◆ **TAREFAS A CUMPRIR**
1) No texto sobre a maternidade de mulheres autistas, qual é a porcentagem de mulheres autistas que, segundo a pesquisa, não comunicam sua condição aos ginecologistas?
2) Retome o texto sobre a maternidade de mulheres autistas a partir do ponto em que ele termina.

◆ **TEXTO EXTRAÍDO**
★ ★ ★

Pesquisa publicada no periódico Molecular Autism em janeiro de 2020 relata que as mulheres autistas são mais propensas a achar a maternidade uma experiência de isolamento. Elas também se preocupam mais com o julgamento dos outros sobre sua maternidade e se sentem incapazes de pedir apoio.

Outro apontamento é a de que elas se sentem incompreendidas pelos médicos e relatam mais ansiedade e maiores taxas de mutismo seletivo.

O maior desafio que elas enfrentam é o estigma social, já que a pesquisa indica que 75% das mulheres autistas não comunicam aos seus ginecologistas sobre suas condições. Elas têm receio de que a coloquem no lugar de incapazes, como se elas não fossem conseguir desenvolver um vínculo saudável com o seu bebê. Marina da Silveira Rodrigues Almeida, psicóloga especialista em transtorno do espectro autista pelo Instituto de Psicologia da USP e proprietária do Instituto Inclusão Brasil

Diante das particularidades de uma gestação autista, os especialistas indicam a necessidade de que questões de saúde mental sejam questionadas durante o pré-natal.

Parto da Anielle - Arquivo pessoal - Arquivo pessoal
Anielle conta que passou a cesariana toda gritando que estava sentindo tudo
Imagem: Arquivo pessoal

"Faz parte da assistência integral à saúde das grávidas buscar por possíveis predisposições genéticas. E, se a mulher não vier com diagnóstico prévio e nós desconfiarmos que há algum componente de saúde mental, nós temos que fazer esse encaminhamento para o psiquiatra", propõe Amorim. Para ela, a conduta da equipe médica durante o pré-natal e o parto, deve ser pautada pela empatia e compaixão.

★ ★ ★

◆ **DADOS ARMAZENADOS**
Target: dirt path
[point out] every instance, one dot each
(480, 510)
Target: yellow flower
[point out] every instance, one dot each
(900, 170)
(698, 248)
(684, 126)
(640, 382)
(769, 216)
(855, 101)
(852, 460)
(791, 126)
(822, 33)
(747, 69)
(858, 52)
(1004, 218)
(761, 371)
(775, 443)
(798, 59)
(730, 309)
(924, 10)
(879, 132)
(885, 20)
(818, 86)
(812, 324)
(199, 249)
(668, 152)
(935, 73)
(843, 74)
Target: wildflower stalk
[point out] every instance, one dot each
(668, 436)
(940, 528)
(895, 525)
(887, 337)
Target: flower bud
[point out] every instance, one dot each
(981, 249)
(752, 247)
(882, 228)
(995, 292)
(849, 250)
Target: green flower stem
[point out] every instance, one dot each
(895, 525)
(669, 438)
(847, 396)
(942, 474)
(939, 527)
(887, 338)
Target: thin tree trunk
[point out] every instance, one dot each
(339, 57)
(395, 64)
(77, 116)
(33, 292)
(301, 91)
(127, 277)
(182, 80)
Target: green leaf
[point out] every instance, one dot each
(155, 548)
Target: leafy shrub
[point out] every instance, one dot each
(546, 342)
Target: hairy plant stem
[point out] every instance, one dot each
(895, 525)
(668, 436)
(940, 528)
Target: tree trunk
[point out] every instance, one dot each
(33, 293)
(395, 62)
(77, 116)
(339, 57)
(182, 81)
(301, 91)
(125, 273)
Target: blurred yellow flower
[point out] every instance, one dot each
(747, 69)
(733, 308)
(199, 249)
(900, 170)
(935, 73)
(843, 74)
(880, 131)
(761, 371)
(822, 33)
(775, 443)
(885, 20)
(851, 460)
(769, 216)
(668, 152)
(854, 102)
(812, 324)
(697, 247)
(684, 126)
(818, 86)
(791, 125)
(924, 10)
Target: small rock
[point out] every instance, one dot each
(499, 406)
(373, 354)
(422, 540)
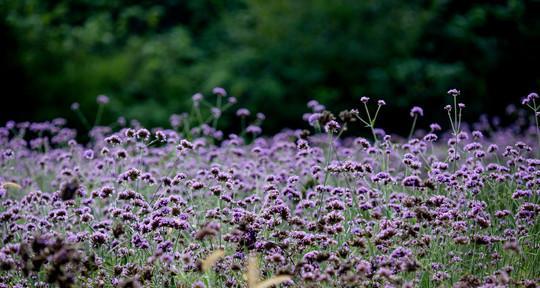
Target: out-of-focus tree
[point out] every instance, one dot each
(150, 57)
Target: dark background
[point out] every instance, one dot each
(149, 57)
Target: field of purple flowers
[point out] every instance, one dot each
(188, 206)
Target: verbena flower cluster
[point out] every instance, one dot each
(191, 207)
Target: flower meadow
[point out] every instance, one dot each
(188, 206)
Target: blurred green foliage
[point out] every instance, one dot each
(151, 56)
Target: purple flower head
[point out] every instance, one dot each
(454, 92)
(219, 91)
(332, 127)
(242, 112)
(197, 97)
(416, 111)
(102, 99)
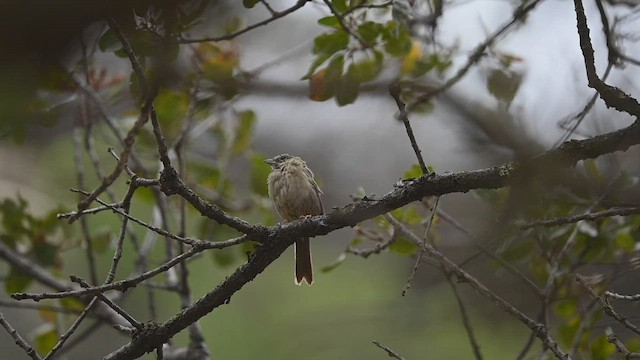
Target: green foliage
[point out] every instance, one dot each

★ ★ ★

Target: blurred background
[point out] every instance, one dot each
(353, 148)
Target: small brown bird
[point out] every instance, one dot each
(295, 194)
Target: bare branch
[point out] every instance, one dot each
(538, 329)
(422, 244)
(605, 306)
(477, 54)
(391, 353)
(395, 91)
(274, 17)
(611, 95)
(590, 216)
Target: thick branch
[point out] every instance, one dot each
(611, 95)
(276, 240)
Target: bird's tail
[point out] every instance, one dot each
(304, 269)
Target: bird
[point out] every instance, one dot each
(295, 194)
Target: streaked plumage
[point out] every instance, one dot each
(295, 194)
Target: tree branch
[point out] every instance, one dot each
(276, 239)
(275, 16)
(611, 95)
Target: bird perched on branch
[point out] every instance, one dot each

★ ★ ★

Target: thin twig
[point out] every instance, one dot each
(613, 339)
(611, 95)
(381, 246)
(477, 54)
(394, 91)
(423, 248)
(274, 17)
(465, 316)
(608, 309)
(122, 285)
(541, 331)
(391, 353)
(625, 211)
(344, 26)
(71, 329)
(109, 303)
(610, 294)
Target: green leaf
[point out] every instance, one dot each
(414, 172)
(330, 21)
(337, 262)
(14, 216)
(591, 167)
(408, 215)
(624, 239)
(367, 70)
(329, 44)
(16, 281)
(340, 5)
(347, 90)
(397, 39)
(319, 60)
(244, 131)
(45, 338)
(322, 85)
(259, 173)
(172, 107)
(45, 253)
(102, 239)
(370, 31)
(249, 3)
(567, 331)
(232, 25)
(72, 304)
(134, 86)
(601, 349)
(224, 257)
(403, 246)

★ ★ ★

◆ **RESPOSTAS NUMERADAS**
1) 75% das mulheres autistas não comunicam sua condição aos ginecologistas.

2)
Um projeto de lei (PL 2603/2022) prevê instituir em âmbito federal um programa de acompanhamento do pré-natal e pós-parto no caso de gestante com transtorno do espectro autista.

Autismo tende a ser subnotificado nas mulheres

O TEA, ou transtorno do espectro autista, é caracterizado por prejuízo na interação social, na comunicação e no comportamento, interesses e atividades restritos, repetitivos e estereotipados. Pessoas com essa condição também podem apresentar dificuldade para iniciar e manter relacionamentos, baixa tolerância a mudanças e disfunção na modulação sensorial, manifestada por meio de hipo e hiperssensorialidade.

A ciência ainda não conseguiu desvendar por completo a causa do autismo, mas é sabido que ele tem um forte componente genético.

"Intercorrências durante a gestação, como diabetes, hipertensão, obesidade e infecções, assim como a prematuridade e o baixo peso ao nascer podem afetar o desenvolvimento do bebê e aumentam as chances de autismo", afirma Lucas Fortaleza de Aquino Ferreira, psiquiatra e mestre em ensino na saúde pelo Centro Universitário Unichristus.

As estimativas de prevalência apontam que 1 a cada 100 crianças tem autismo em todo o mundo. Estudos indicam ainda uma proporção maior de casos entre meninos: seriam 4 para cada uma menina. Ferreira explica, por outro lado, que os casos nas mulheres tendem a ser subdiagnosticados visto que os sintomas nelas são diferentes e, por isso, passam despercebidos.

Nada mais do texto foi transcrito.